The data:
Segment Open

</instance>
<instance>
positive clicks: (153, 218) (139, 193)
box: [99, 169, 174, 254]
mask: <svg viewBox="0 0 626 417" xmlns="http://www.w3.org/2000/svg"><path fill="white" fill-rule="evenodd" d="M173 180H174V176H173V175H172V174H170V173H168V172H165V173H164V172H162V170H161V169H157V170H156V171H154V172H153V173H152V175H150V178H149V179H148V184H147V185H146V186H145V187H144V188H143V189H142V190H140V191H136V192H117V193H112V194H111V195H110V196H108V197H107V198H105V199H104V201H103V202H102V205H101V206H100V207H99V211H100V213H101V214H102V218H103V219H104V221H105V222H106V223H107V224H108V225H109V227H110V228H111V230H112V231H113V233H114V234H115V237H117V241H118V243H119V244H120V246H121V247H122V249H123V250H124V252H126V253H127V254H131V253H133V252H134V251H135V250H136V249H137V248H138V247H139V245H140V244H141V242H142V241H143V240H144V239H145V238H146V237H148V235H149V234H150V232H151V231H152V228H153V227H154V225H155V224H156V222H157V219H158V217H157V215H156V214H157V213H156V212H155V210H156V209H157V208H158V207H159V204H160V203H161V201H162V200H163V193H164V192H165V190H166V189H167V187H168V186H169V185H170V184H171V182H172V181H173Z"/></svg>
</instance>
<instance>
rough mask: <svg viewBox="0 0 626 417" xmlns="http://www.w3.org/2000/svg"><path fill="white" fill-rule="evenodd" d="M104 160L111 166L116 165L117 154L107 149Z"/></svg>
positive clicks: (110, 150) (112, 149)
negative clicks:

Segment Closed

Activity: Using the records above, select and copy every line that has the word "positive".

Answer to this problem:
positive clicks: (153, 218) (139, 193)
positive clicks: (110, 150) (112, 149)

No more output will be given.